-- DATA FOR ANALYSIS follows --

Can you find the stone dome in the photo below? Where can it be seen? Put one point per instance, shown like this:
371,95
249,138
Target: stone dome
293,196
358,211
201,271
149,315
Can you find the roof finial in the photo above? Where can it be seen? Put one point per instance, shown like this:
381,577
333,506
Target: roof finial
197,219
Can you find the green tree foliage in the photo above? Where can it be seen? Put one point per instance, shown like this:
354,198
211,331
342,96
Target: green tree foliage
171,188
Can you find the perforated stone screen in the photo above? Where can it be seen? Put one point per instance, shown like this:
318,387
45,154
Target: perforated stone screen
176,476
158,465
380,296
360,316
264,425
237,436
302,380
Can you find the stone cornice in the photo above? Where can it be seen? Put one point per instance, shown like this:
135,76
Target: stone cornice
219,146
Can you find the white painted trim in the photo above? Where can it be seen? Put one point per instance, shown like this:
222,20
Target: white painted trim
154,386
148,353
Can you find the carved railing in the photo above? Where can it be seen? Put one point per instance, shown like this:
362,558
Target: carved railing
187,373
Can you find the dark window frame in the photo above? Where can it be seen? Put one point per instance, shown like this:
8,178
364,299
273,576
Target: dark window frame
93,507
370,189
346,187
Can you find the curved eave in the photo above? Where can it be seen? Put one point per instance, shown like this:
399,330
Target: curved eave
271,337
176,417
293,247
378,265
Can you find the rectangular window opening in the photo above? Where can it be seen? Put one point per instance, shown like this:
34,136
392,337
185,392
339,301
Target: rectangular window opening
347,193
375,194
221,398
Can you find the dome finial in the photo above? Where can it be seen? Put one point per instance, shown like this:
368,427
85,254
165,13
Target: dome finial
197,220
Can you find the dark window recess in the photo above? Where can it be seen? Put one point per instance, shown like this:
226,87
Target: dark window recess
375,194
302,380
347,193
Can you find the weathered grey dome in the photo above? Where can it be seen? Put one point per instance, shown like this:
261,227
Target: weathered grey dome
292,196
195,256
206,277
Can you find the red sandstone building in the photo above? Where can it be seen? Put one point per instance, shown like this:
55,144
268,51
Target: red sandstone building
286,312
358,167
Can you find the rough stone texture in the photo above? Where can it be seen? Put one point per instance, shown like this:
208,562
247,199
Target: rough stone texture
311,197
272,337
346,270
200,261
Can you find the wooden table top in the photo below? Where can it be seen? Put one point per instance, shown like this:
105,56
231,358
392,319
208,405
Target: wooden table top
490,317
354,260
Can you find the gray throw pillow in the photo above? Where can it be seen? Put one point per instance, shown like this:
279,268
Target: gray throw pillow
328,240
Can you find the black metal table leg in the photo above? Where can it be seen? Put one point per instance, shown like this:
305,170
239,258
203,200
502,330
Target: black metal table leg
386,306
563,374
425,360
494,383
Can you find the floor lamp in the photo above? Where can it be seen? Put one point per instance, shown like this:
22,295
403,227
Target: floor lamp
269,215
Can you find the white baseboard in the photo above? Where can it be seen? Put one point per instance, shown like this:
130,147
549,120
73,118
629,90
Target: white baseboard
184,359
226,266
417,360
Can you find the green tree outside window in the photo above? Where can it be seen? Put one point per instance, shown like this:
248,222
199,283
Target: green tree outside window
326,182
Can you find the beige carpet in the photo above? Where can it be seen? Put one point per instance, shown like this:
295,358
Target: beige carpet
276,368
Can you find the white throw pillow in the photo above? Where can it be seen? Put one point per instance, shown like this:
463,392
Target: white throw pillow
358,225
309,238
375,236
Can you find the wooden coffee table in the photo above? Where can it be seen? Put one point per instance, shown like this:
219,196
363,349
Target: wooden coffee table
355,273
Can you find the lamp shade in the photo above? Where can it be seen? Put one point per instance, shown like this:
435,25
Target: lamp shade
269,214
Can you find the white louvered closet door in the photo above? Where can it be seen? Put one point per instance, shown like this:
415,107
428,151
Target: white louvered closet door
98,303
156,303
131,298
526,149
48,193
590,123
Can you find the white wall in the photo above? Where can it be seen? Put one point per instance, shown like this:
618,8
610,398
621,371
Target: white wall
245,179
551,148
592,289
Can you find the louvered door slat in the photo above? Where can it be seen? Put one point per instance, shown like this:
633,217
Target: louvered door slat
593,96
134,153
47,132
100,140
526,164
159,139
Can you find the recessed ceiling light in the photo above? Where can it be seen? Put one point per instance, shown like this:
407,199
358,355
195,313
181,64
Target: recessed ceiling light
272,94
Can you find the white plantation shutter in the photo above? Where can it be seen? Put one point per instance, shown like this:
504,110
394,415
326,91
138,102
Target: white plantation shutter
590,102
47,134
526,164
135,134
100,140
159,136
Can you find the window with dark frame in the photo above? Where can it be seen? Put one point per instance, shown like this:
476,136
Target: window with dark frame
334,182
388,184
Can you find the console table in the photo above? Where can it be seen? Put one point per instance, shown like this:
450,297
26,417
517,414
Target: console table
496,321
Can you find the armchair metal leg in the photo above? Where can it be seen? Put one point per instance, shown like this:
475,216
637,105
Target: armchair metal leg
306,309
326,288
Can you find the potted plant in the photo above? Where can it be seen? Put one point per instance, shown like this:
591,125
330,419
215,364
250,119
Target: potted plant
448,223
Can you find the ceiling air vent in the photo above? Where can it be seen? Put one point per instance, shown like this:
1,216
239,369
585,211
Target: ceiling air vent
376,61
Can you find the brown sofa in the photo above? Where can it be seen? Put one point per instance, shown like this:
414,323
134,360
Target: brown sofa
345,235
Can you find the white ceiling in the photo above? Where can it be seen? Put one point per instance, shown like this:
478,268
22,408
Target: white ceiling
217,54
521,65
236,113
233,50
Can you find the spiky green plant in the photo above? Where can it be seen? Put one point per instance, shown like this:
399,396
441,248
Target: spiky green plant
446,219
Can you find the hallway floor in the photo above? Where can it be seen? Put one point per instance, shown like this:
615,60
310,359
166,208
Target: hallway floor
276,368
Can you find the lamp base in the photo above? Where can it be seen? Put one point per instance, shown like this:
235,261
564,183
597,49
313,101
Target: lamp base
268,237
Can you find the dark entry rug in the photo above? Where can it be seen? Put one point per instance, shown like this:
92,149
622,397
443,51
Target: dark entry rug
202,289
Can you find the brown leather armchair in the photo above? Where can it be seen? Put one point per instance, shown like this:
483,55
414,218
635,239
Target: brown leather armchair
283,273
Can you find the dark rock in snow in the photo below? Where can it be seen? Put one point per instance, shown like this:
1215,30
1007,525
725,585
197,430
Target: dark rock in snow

-- DATA FOR ANALYSIS concluded --

### DESCRIPTION OF THE TASK
Return each entry from above without altering a single character.

### TASK RESULT
Can you find the stone dome in the photo below? Where can it be seen? Put one point per instance, shown like this:
371,95
249,138
Target: stone dome
293,196
358,211
201,271
149,315
Can you find the roof finial in the photo above? Where can it be seen? Put one point per instance, shown like this:
381,577
333,506
Target: roof finial
197,219
Can you find the green tree foliage in the photo above? Where can it be seen? Put one point per instance, shown like this:
354,198
211,331
342,96
Target: green tree foliage
171,188
Can you find the perforated stone screen in the photo above? Where can it be seen? Put one point per instance, shown like this:
318,387
45,154
Target: perforated stone screen
176,476
158,465
380,296
360,316
264,425
237,436
302,380
Can you find the stone cornice in the photo above? Where can it be seen? Put one point per instance, shown like this:
135,76
Target: stone cornice
219,146
Can you find the white painted trim in the photo above? Where can it be seen? Put one point per instance, shown like this:
222,20
Target: white painted trim
154,386
148,353
Can you find the carved railing in the photo above? Where can it be seen? Put one point per instance, shown like this:
362,558
Target: carved railing
187,373
Can you find the dark window frame in the photo above? Where can it be seen? Put one point per instance, shown like this:
8,178
364,299
273,576
Target: dark window frame
93,507
370,189
346,187
Can you find the curved eave in the photo above? Where can it be seen? Put one point per instance, shown like this:
399,330
Target: curved eave
271,337
176,417
293,247
378,265
Can you find the rectangular window opening in the photo above? Where can it be seen? Put one point per instance, shown like this:
34,136
392,337
185,392
339,301
Target: rectangular window opening
347,193
375,194
221,398
Can you find the dome finial in the photo above? Where can it be seen? Put one point per instance, shown like this:
368,427
85,254
165,13
Target: dome finial
197,220
Can you find the dark window recess in the photo above? Where can it be seen? Put one point per instance, shown like this:
226,87
Target: dark window recess
375,194
302,380
347,193
Can you find the weathered grey dome in the photo above? Where can it be seen? Put one point per instance, shown like this:
261,227
Target: weathered grey dome
292,196
195,256
206,277
Can you find the red sandstone building in the photo above? Where can it be seen? Put one point per instance, shown like this:
55,144
268,51
Target: red sandstone building
286,312
358,167
Can you find the rough stone texture in the photo above? Where can it be seen? Put one point per instance, shown like this:
208,562
247,199
Target: rough stone texture
311,197
272,337
346,270
200,261
Can you find the wooden table top in the photo below? Where can it be seen? Put one point per instance, shown like this:
105,56
231,358
392,319
208,405
Target: wooden table top
490,317
354,260
Can you find the gray throw pillow in the photo above? Where can it be seen? Put one point per instance, shown like this:
279,268
Target: gray throw pillow
328,240
Can you find the black metal table leg in the photo above? Where can it be seen? Put one point per instance, shown like this:
305,170
239,258
203,200
502,330
Target: black metal table leg
386,306
563,374
425,360
494,383
Can you find the floor lamp in the photo above? Where can it be seen? Put one point per instance, shown like this:
22,295
403,227
Target: floor lamp
269,215
Can you find the white baseboard in the photo above? Where can it be seen? Put one point per instance, shown like this:
130,147
549,120
73,118
629,90
Target: white baseboard
184,359
226,266
417,360
Can you find the green tree outside window in the photo above? Where can it be seen? Put one point per instance, shown like this:
248,222
199,283
Target: green tree outside window
326,182
Can you find the beige carpet in the photo above? Where can it be seen? Put one point per instance, shown like this:
295,358
Target: beige carpet
276,368
Can you find the white throw pillow in the photo above? Where can it be seen? Put one point per instance, shown like this:
463,392
Target: white throw pillow
358,225
309,238
375,236
Can you find the wooden coffee table in the photo above? Where can it be seen? Put one point per instance, shown like this:
219,196
363,349
Target: wooden coffee table
355,273
Can you find the lamp shade in the photo above? Where can it be seen? Put one point per instance, shown like this:
435,25
Target: lamp shade
269,214
Can you find the white louvered closet door in the photo above? Where can it be seen? Put one point per instance, shown like this:
415,107
428,151
Target: white louvered closet door
98,303
156,303
131,298
526,149
48,193
590,123
Can you find the white wall in the photo above? Where can it be seen? Put one point per instance, shown like this:
618,8
610,398
621,371
Target: white wall
245,179
551,148
592,289
Can you find the louvered door slat in the photo above? Where can it be seen? Put one point per instance, shown like this:
633,217
Target: louvered door slat
593,96
134,153
47,132
100,140
526,164
159,139
Can you find the recessed ceiling light in the photo above? Where can it be seen? Put one point per instance, shown like this:
407,199
358,355
195,313
181,64
Target: recessed ceiling light
272,94
Can you find the white plantation shutter in the photo above? Where can it be seen? Put one point per instance, shown like this:
504,110
394,415
326,91
138,102
Target: white plantation shutter
590,102
47,134
526,164
135,134
100,140
159,136
Can you find the window with dark frame in the photo above? Where can it be seen? Put one point per instance, shown like this:
476,136
Target: window with dark frame
334,182
388,184
Can you find the console table in the photo above? Where can it be seen? Put one point per instance, shown like this:
450,297
26,417
517,414
Target: console table
496,321
Can you find the armchair metal leg in the photo above? Where can it be seen? Put one point per instance, shown like this:
475,216
637,105
Target: armchair metal leg
306,309
326,288
Can you find the potted plant in the photo above? Where can it be seen? Put one point per instance, shown like this:
591,125
330,419
215,364
250,119
Target: potted plant
448,223
Can you find the ceiling air vent in the photo above? Where can it be seen? Put one point per instance, shown like this:
1,216
239,369
585,211
Target: ceiling air vent
376,61
Can you find the brown sofa in the photo above? Where can it be seen? Put one point per instance, shown like this:
414,323
134,360
Target: brown sofa
345,235
Can you find the white ceiling in the photo above? Where can it be seen? Put one point per instance, shown like this:
478,268
22,408
Target: white ceiling
217,54
521,65
236,113
233,50
Can you find the spiky green plant in the photo above? Where can it be seen? Put one point per instance, shown like this:
399,396
441,248
Target: spiky green plant
446,219
Can you find the hallway floor in the photo above? Where can it be seen? Put one point per instance, shown like this:
615,60
310,359
166,208
Target: hallway floor
276,368
Can you find the lamp base in the photo above? Where can it be seen? Put one point per instance, shown like this:
235,261
564,183
597,49
313,101
Target: lamp base
268,237
Can you find the dark entry rug in the photo above? Where can it be seen? Put one point per instance, shown like this:
92,149
622,397
443,51
Target: dark entry rug
202,289
Can you find the brown leather armchair in the photo above? Where can it be seen? Put one point per instance, shown like this:
483,55
414,218
635,239
Target: brown leather armchair
283,273
Can you find the dark rock in snow in the photo below? Where can it be seen? Put one point per instance, shown like this:
1215,30
1007,525
725,585
197,430
Target: dark rock in snow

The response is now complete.